>>
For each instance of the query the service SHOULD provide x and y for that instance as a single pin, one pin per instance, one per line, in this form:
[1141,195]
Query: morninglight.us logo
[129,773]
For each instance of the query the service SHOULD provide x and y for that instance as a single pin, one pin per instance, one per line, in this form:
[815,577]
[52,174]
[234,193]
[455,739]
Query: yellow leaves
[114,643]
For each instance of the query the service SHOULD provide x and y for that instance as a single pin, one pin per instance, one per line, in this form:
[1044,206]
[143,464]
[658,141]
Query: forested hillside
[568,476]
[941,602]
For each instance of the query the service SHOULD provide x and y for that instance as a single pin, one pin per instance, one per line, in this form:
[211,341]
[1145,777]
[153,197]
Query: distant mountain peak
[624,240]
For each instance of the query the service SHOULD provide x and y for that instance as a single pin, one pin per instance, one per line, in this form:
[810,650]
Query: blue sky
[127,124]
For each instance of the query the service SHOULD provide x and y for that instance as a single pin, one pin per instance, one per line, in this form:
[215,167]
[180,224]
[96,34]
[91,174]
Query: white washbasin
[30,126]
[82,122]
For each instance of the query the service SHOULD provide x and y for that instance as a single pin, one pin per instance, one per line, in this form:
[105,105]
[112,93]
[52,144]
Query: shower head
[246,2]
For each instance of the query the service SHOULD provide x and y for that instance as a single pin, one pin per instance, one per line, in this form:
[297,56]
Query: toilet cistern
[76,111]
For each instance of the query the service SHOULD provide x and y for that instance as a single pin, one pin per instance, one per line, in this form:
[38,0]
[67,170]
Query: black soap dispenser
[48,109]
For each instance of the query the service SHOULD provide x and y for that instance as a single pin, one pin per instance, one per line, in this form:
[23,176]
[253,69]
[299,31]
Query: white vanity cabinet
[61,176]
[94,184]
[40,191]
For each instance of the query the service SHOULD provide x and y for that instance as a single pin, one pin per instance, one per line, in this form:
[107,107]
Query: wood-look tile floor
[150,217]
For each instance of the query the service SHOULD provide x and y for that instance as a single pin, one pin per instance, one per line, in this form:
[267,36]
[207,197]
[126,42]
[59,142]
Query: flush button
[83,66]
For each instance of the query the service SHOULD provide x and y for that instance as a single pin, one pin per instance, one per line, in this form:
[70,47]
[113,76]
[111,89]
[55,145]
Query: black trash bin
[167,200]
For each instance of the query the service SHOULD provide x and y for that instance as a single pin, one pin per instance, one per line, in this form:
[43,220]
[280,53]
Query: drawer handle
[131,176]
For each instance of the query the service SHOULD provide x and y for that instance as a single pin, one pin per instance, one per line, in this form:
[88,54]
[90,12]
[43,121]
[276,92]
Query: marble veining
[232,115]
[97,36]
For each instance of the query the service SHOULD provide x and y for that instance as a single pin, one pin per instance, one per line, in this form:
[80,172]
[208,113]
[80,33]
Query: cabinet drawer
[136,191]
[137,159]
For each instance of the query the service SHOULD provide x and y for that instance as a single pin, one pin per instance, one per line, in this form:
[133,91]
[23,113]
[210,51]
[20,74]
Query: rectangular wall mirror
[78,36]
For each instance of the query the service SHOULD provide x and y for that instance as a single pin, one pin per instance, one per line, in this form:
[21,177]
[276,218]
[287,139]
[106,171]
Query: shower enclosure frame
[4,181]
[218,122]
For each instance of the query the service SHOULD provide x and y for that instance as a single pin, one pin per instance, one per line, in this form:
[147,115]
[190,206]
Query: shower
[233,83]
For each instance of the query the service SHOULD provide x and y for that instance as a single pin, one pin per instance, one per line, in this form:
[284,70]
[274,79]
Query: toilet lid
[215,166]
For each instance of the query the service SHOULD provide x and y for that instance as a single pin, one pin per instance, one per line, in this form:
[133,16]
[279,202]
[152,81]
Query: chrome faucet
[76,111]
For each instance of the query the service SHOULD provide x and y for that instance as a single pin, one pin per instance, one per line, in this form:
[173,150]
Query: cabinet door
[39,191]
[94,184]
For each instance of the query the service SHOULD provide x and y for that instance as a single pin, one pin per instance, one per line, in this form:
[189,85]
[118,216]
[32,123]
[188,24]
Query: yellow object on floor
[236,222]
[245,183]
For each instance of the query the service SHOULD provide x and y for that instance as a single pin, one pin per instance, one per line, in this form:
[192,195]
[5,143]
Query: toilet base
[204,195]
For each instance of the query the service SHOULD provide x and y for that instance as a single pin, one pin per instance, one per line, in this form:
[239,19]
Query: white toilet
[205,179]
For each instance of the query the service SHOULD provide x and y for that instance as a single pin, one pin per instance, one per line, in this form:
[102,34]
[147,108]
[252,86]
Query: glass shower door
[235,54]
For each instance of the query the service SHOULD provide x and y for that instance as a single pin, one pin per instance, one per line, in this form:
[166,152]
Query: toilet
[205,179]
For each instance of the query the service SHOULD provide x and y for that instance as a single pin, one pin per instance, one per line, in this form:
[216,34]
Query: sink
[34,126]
<<
[The problem] Type out all of the material again, word for word.

[Task solution]
For each instance of the query the service SHOULD provide x and y for that instance as a single pin, one pin per instance, one per line, in this form:
[1141,195]
Query: morninglight.us logo
[129,773]
For each instance of the query the service SHOULD provide x and y for that instance as a single pin, one pin per instance, one per line, in this form:
[815,577]
[52,174]
[234,193]
[455,739]
Query: yellow leaves
[114,643]
For each instance of the query the service SHOULD provide x and y for that instance as a single pin, one pin per instance, one per line, in this form:
[1044,206]
[143,464]
[658,141]
Query: forested hillside
[568,476]
[941,602]
For each instance of the query the service SHOULD provide x and y for that instance as a single pin, one pin per instance, one per line, in this form:
[211,341]
[1145,777]
[153,197]
Query: distant mountain peak
[624,240]
For each instance of the query the service SHOULD provide x and y for that instance as a single pin, one pin per instance, one per line, in this form:
[810,650]
Query: blue sky
[127,124]
For each instance of the query the service SHOULD provide x and y for that instance as a single pin, one pin per instance, one per line, in this form:
[215,167]
[180,224]
[96,34]
[91,174]
Query: white washbasin
[30,126]
[82,122]
For each instance of the query the service SHOULD provide x and y for that instance as a single pin, one pin per instance, one per line, in this form:
[105,105]
[112,93]
[52,144]
Query: shower head
[246,2]
For each instance of the query the service SHOULD provide x and y for that instance as a single pin, one pin per instance, one per line, in this form:
[297,56]
Query: toilet cistern
[76,111]
For each instance of the query the service SHOULD provide x and y for that instance as a single pin, one pin per instance, one per line, in this form:
[38,0]
[67,170]
Query: black soap dispenser
[48,109]
For each instance of the query the service SHOULD provide x and y for that instance as a single pin, one pin per instance, one per line, in this form:
[23,176]
[253,69]
[299,31]
Query: white vanity cabinet
[61,176]
[94,184]
[40,191]
For each instance of the query the service SHOULD provide x and y for that instance as a single pin, one pin per instance, one per line, in this form:
[107,107]
Query: wood-look tile floor
[150,217]
For each instance of the query the service SHOULD provide x and y for that instance as a single pin, one pin per instance, one per line, in this form:
[267,36]
[207,197]
[126,42]
[59,142]
Query: flush button
[83,66]
For each instance of the query the service SHOULD provide x and y for that instance as a single pin, one pin per instance, one per line, in this form:
[70,47]
[113,76]
[111,89]
[55,145]
Query: black trash bin
[167,200]
For each instance of the query the service SHOULD provide x and y for that instance as a single pin, one pin per instance, one per line, in this form:
[43,220]
[280,53]
Query: drawer handle
[131,176]
For each instance of the query the service SHOULD provide x and y for that instance as a single pin, one pin per instance, one per line, in this form:
[88,54]
[90,12]
[43,121]
[276,92]
Query: marble veining
[232,115]
[97,36]
For each instance of the query the service SHOULD provide x and y for that instance as a single pin, one pin per instance, one per line, in this form:
[80,172]
[208,113]
[80,33]
Query: cabinet drawer
[136,191]
[137,159]
For each instance of the query the service SHOULD provide x and y for that instance as a single pin, one pin per instance, one per line, in this form:
[133,91]
[23,113]
[210,51]
[20,74]
Query: rectangular wall mirror
[78,36]
For each instance of the query the service SHOULD provide x and y for that instance as a single pin, one pin per instance, one per line, in this form:
[21,177]
[276,218]
[287,139]
[106,171]
Query: shower enclosure frame
[4,181]
[218,122]
For each instance of the query the service SHOULD provide x and y for that instance as a single pin, one pin per instance, one per line, in this form:
[147,115]
[190,206]
Query: shower
[233,83]
For each instance of the query the service SHOULD provide x and y for that instance as a single pin, one pin per instance, one per line, in this form:
[284,70]
[274,79]
Query: toilet lid
[215,166]
For each instance of the query the service SHOULD provide x and y for that instance as a single pin, one pin per instance, one per line, in this form:
[133,16]
[279,202]
[152,81]
Query: chrome faucet
[76,111]
For each instance of the query the service SHOULD provide x and y for that instance as a single pin, one pin per instance, one per line, in this form:
[173,150]
Query: cabinet door
[39,191]
[94,184]
For each instance of the query the service SHOULD provide x and y for that instance as a single pin, one pin per instance, one per line, in this form:
[189,85]
[118,216]
[32,123]
[188,24]
Query: yellow object on floor
[236,222]
[245,183]
For each instance of the query the service SHOULD provide x and y for that instance as a single pin, one pin per instance, one per line, in this form:
[192,195]
[5,143]
Query: toilet base
[204,195]
For each instance of the query the service SHOULD provide x and y for that instance as a single pin, one pin per instance, one per line, in this form:
[239,19]
Query: white toilet
[205,179]
For each instance of the query the service SHOULD provide x and y for that instance as a single pin, one pin per instance, one per line, in this form:
[102,34]
[147,108]
[252,86]
Query: glass shower door
[235,54]
For each instance of the query the service SHOULD provide x and y for that instance as a single pin, one pin per instance, one per line, in this form:
[166,152]
Query: toilet
[205,179]
For each instance of the query the service SHOULD provide x and y for that instance as a single pin, one pin per instance, one per line, in this form:
[216,34]
Query: sink
[34,126]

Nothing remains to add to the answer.